* WHAT IS BEING ASKED
Keep the pictures out while you transcribe the listing below exactly.

* SUPPLIED DATA
....

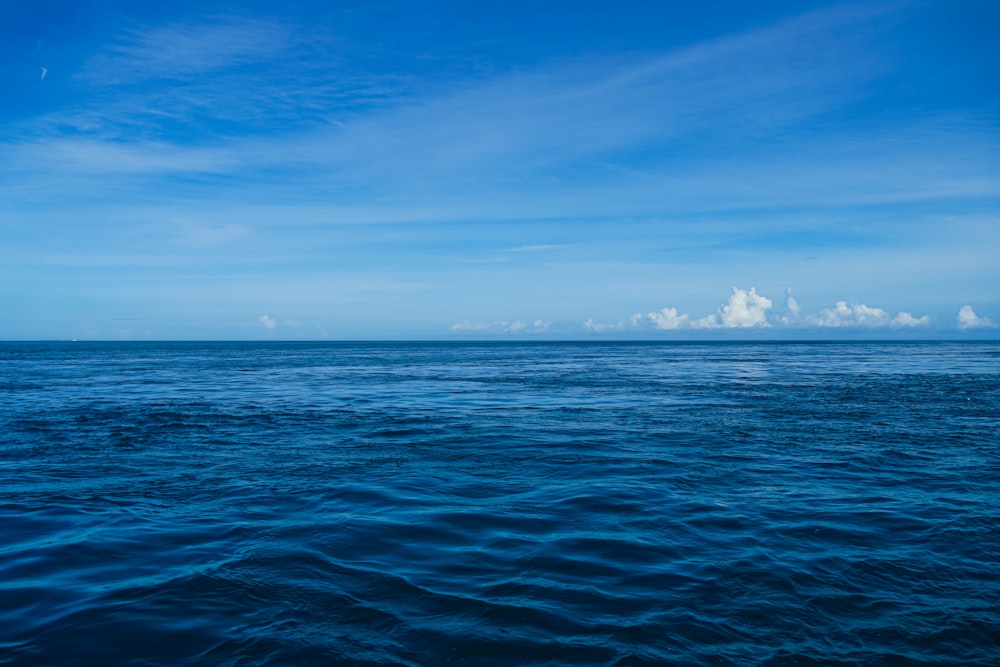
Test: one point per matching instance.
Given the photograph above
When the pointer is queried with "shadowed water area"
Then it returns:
(499, 504)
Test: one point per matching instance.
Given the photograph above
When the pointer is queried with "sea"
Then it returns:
(500, 503)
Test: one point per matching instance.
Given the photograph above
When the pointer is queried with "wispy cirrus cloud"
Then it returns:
(501, 327)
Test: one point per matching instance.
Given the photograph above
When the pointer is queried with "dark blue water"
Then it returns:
(500, 504)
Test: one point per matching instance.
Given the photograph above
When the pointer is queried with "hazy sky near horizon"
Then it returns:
(460, 169)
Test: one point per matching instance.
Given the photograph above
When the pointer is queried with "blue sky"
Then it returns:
(579, 169)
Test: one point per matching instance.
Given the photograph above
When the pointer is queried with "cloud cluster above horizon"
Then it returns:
(747, 309)
(441, 169)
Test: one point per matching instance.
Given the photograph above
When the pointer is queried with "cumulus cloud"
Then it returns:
(861, 315)
(905, 319)
(667, 318)
(967, 319)
(745, 309)
(842, 315)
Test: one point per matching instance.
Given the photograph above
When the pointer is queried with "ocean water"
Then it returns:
(499, 504)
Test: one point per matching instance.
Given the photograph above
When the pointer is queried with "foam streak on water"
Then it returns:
(499, 504)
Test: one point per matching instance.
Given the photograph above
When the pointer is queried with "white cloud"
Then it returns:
(842, 315)
(967, 319)
(632, 322)
(745, 309)
(905, 319)
(516, 327)
(861, 315)
(667, 318)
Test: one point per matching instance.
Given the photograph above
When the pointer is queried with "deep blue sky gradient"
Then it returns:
(457, 169)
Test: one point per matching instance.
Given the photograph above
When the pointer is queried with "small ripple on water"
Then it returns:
(499, 505)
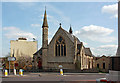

....

* YOUR SOLUTION
Test: one point per matching instance.
Given the photograph above
When the pointer is queried with "shadowed water area"
Then it returns:
(499, 504)
Test: one point per matching instance.
Given the photograph above
When the pointer is queried with "sea"
Then it returns:
(500, 503)
Test: one point per matching instance.
Given the photograph above
When the pointer is queried with "wispy cirrus cloud"
Then it returns:
(501, 327)
Test: one point per matching instance.
Given the photograph above
When the pointer is queried with "dark blue water"
Then it returns:
(500, 504)
Test: one point per matching instance.
Given the photograph above
When the pointer is queried with "hazy sky near horizon"
Then it returns:
(460, 169)
Test: one point per matching instance.
Given the photograph above
When the pointer is queried with "blue sky"
Then it returns:
(579, 169)
Test: one point per matching instance.
Given the photograph above
When the pointer is queried with "cloud cluster above horizon"
Then it returns:
(747, 309)
(441, 169)
Test: one point per matching instance.
Given the photograph above
When the pointer is queried with "cumulus cloud"
Then it returns:
(861, 315)
(905, 319)
(667, 318)
(967, 319)
(745, 309)
(842, 315)
Test: one point per matching instance.
Given the photograph above
When the pointer is queried with "ocean water"
Then it returns:
(499, 504)
Test: one point per matching instance.
Given the photograph above
When the pointer is queried with "foam streak on water"
Then it returns:
(499, 504)
Test: one point per matching instance.
Given the photograph above
When the pointer is queried with "white cloud"
Then it returns:
(842, 315)
(967, 319)
(632, 322)
(745, 309)
(905, 319)
(516, 327)
(861, 315)
(667, 318)
Test: one point per matching instance.
Given the photograph above
When the pointer is queried with "deep blue sky gradient"
Then it returns:
(457, 169)
Test: one point per matching instance.
Given the photograph above
When the pointer is queried with "small ripple on water"
Then it returns:
(499, 505)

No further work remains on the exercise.